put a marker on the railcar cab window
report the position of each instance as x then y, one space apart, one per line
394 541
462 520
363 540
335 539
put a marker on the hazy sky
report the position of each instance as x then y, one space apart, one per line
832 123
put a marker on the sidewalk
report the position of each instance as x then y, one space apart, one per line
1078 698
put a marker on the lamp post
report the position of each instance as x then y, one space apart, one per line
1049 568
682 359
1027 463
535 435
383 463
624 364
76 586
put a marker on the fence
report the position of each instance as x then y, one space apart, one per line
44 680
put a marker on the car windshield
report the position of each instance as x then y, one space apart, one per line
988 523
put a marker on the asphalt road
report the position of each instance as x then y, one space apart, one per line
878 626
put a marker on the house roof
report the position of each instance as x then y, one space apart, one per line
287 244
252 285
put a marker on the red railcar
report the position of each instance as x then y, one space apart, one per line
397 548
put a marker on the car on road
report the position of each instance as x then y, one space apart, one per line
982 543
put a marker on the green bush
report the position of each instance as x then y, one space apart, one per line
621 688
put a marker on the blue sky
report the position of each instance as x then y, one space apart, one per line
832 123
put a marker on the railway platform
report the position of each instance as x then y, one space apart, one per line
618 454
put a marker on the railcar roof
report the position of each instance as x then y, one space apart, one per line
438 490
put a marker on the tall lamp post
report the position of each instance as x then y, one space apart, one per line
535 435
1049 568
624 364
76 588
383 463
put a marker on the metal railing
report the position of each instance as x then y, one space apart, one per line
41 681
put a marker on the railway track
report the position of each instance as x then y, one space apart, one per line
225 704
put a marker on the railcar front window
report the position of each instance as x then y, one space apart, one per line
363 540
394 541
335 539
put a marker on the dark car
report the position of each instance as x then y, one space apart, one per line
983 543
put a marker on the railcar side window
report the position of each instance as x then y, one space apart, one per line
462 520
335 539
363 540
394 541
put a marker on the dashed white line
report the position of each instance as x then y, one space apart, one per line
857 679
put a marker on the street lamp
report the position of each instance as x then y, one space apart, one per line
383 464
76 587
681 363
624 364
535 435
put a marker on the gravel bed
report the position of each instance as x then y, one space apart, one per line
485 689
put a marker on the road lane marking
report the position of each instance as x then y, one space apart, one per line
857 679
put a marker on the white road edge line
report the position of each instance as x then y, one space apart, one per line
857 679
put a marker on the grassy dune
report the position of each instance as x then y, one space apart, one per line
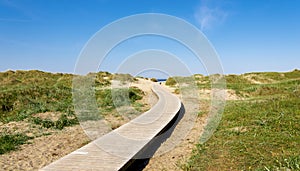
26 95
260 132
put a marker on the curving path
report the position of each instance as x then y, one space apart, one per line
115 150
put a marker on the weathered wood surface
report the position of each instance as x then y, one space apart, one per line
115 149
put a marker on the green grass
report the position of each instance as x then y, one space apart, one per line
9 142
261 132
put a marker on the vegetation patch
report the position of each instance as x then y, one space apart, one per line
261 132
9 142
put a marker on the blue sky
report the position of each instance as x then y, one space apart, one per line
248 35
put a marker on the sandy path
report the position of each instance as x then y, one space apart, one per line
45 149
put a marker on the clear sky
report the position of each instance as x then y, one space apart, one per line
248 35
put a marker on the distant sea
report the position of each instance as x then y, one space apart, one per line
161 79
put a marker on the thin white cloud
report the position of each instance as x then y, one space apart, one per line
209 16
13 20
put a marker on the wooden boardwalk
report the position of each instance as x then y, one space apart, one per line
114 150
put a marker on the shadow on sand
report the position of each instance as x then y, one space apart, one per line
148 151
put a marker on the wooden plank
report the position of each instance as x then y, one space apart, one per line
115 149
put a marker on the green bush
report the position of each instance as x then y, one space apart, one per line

+-------+

PROBLEM DESCRIPTION: Please reprint the whole listing exactly and omit its pictures.

RESPONSE FOR THIS EXERCISE:
put a marker on the railcar cab window
report the position of each instance as x then y, one space apart, one per line
394 541
462 520
363 540
335 539
put a marker on the hazy sky
report the position of each instance as x then y, one space apart, one per line
832 123
put a marker on the sidewalk
report the position of each instance as x then y, one space apart, one per line
1078 698
put a marker on the lamp post
report the position of each instance as x then y, one space apart, one per line
1049 568
682 359
1027 463
535 435
383 463
624 364
76 586
put a marker on the fence
report the position of each instance as x then y, one space apart, one per line
44 680
put a marker on the car windshield
report the position of each instance as x then y, one space apart, one per line
988 523
put a marker on the asphalt road
report the position of each instance as x then y, one space apart, one per line
878 626
put a marker on the house roof
report the position of each instance as x then y, one space apart, one per line
287 244
252 285
put a marker on the red railcar
report the position of each instance as x then y, one space apart, one per line
397 548
put a marker on the car on road
report the position of each instance as x then y, one space apart, one per line
982 543
put a marker on the green bush
report the position of each instance as x then y, one space apart, one per line
621 688
put a marker on the blue sky
report the position of each instance as x then y, one space apart, one per line
832 123
put a marker on the railway platform
report the position of each instance as x then y, one space apart, one per line
618 454
put a marker on the railcar roof
report the position of each instance as x then y, one space apart, one per line
438 490
put a marker on the tall lamp post
report the position of each instance as x then y, one space apart, one per line
535 435
1049 568
624 364
76 588
383 463
put a marker on the metal railing
report the position of each instance as x then y, one space apart, one per line
41 681
put a marker on the railway track
report the position of each instance as x then y, one space apart, one per line
225 704
put a marker on the railcar front window
report the position of each instance as x then y, one space apart, one per line
363 540
394 541
335 539
put a marker on the dark car
report the position of each instance as x then y, one space apart, one per line
983 543
put a marker on the railcar side window
report the position of each instance as x then y, one space apart, one per line
462 520
335 539
363 540
394 541
put a marker on the dashed white line
report the position of each instance as x then y, one space apart, one per line
857 679
put a marker on the street lamp
report the position of each instance as x then y, one space apart, one per line
383 464
76 587
681 363
624 364
535 435
put a marker on the gravel bed
report the position of each instance as x then y, one space apart, one per line
485 689
put a marker on the road lane marking
report the position of each instance as x then y, one space apart, one per line
857 679
put a marker on the white road edge line
report the position of each instance as x then y, one space apart, one per line
857 679
put a marker on the grassy dune
report the position of each instance as x then y, one space apart, one per line
26 95
260 132
put a marker on the curving path
report the position of each instance as x then y, one space apart, one per line
115 150
put a marker on the weathered wood surface
report the position of each instance as x then y, one space apart, one per line
115 149
put a marker on the green grass
report the position of each instance as x then y, one space apart, one per line
9 142
261 132
put a marker on the vegetation patch
report the position of each instance as x then y, one space apart, one per line
261 132
9 142
put a marker on the blue sky
report the position of each instance as x then y, one space apart, one per line
248 35
put a marker on the sandy path
report the position of each instance as x then y, one space apart, one per line
45 149
put a marker on the clear sky
report the position of each instance as x then y, one space apart, one per line
248 35
put a marker on the distant sea
report the position of each instance as x then y, one space apart, one per line
161 79
put a marker on the thin white cloud
report the position of each instance as x then y, one space apart, one per line
209 16
13 20
put a marker on the wooden boardwalk
report the position of each instance as x then y, one space apart, one per line
114 150
put a marker on the shadow on sand
report the position of each instance as x then y, one space apart, one per line
148 151
put a marker on the wooden plank
report the position of each instance as x then y, one space apart, one per line
115 149
put a marker on the green bush
report the position of each instance as x then y, one space apart, one per line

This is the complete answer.